**Supplied text**
• • • •

I'm of the opinion that 10% isn't statistically significant as only 10% of the patients that take it see improvement. Only 1 out of 100 people might see a benefit. Useless to the masses imo, odds are I'm in the 90%. Vegas would go broke at those odds. My neuro disagrees.
Anyway, after 2 years of her asking me to be on something I have been on 14mg aubagio for about 7 weeks. I've felt like hell for... about 7 weeks. By day 3 I was feeling bad and hoping things would change as my body adapted. No joy. Taking it in the AM left me almost too tired to function. All I wanted to do was sleep. I started taking it at night, I'm only exhausted all the time now so that's an improvement I guess. A flight of stairs leaves me out of breath. And I hit the toilet about 3 times a day on average. Last week she asked me to go every other day on it to see if I improve, phone call this am she's asking me to stop taking it and is ordering the washout. I'm not upset.

• • • •

**Extracted information**
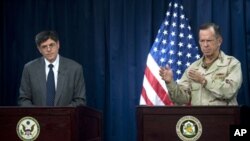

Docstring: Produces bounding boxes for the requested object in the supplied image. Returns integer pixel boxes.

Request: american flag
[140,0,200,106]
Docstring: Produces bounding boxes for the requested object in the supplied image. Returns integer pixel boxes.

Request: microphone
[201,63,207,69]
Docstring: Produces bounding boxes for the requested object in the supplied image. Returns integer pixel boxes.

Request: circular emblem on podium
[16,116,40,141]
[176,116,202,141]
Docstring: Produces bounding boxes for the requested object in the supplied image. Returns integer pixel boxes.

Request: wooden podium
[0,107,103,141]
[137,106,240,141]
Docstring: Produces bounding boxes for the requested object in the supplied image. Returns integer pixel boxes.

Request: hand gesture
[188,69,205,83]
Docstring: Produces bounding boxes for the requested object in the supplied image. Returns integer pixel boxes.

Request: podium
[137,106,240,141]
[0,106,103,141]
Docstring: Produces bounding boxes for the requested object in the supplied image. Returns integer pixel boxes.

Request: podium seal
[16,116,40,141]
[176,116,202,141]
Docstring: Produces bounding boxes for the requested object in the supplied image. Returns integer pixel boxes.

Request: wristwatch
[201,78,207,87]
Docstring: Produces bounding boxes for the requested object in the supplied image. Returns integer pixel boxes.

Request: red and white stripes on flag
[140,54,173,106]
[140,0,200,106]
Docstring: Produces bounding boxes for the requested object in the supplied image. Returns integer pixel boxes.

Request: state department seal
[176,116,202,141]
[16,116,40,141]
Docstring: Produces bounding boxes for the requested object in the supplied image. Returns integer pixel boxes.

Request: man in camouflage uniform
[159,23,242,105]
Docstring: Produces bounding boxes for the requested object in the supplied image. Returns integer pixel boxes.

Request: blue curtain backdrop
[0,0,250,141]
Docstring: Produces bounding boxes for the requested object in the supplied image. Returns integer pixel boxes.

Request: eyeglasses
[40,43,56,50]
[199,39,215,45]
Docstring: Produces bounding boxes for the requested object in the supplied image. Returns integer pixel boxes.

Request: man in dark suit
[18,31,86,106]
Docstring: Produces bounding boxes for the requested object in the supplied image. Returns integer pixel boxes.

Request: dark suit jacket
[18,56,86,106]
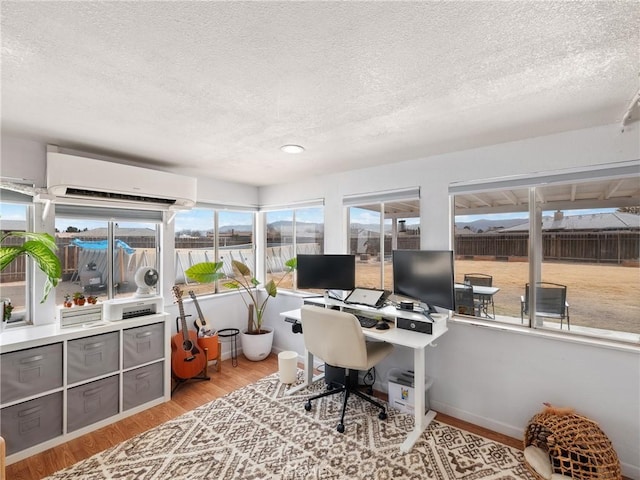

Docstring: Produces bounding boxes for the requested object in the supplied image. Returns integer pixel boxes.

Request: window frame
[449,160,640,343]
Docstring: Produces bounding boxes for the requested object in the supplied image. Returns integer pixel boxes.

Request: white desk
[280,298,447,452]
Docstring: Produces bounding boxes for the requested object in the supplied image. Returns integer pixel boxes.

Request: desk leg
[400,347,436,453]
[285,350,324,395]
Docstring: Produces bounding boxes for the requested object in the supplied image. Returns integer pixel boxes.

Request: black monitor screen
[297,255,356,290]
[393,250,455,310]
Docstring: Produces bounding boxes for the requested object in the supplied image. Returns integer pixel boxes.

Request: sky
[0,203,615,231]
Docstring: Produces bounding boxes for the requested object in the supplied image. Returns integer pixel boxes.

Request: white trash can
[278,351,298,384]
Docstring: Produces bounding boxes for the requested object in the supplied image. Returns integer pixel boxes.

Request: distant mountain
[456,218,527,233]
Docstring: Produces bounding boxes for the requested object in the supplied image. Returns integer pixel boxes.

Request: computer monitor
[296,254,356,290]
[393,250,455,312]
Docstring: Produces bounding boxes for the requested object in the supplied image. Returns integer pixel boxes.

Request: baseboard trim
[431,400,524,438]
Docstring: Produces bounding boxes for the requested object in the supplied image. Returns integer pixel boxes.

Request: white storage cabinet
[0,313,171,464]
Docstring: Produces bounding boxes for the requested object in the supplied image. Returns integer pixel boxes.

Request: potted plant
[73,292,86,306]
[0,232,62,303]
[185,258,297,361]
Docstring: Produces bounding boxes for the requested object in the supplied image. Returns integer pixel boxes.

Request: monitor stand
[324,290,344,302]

• • • •

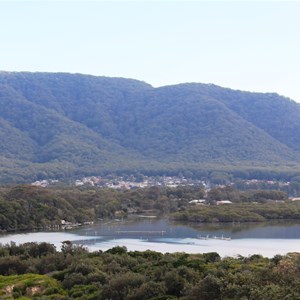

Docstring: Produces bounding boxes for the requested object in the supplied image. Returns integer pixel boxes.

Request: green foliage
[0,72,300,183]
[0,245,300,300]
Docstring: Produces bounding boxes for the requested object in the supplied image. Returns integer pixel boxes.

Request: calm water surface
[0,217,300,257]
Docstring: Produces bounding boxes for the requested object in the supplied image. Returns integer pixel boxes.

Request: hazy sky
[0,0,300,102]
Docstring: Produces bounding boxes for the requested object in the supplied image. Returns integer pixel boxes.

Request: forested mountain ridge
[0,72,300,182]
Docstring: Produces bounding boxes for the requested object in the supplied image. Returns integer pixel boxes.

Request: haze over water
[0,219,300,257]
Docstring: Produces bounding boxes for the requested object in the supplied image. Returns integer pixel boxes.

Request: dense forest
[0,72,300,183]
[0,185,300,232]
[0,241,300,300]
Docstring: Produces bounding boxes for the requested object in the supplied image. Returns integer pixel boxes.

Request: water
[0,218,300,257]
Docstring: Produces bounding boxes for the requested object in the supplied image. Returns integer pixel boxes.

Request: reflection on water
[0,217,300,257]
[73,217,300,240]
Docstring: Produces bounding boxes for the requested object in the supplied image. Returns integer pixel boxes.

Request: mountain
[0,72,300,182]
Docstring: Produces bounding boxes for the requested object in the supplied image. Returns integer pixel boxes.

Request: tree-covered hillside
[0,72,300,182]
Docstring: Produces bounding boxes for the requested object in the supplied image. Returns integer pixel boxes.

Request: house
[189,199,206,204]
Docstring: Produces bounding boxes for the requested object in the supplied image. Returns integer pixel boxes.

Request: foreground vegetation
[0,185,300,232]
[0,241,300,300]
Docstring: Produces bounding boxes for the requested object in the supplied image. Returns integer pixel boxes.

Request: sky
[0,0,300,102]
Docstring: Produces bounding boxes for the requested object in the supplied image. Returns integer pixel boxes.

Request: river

• • • •

**Brief 1**
From the post about taking aubagio, list the specific physical effects the writer reports having while on the drug.
**Brief 2**
Repeat the words of the aubagio post between "I'm of the opinion" and "My neuro disagrees.", inclusive.

**Expected answer 1**
- Being almost too tired to function when taking it in the morning
- Wanting only to sleep
- Being exhausted all the time after switching to night doses
- Being out of breath after a flight of stairs
- Using the toilet about 3 times a day on average

**Expected answer 2**
I'm of the opinion that 10% isn't statistically significant as only 10% of the patients that take it see improvement. Only 1 out of 100 people might see a benefit. Useless to the masses imo, odds are I'm in the 90%. Vegas would go broke at those odds. My neuro disagrees.